Task statement – Please convert the rows below into a two-column CSV with the headers "prompt" and "points", one line per row, each field wrapped in double quotes and any line breaks inside it replaced by spaces.

Point labeling dataset rows:
------------------------------------------------------------------------
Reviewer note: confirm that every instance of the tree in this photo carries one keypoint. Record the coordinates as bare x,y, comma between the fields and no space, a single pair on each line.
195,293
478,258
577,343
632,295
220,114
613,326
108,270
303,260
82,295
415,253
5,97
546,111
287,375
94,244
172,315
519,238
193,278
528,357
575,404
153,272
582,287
------------------------------------------------------------------------
Problem solution –
prompt,points
"Reviewer note: confirm that every instance of the tree in this photo carries one keypoint. Record the coordinates as bare x,y, comma between the fields and no space, a single pair on each line.","195,293 478,258 577,343 632,295 220,114 613,326 108,270 303,260 82,295 415,253 5,97 546,111 287,375 94,244 172,315 519,238 193,278 528,357 575,404 153,272 582,287"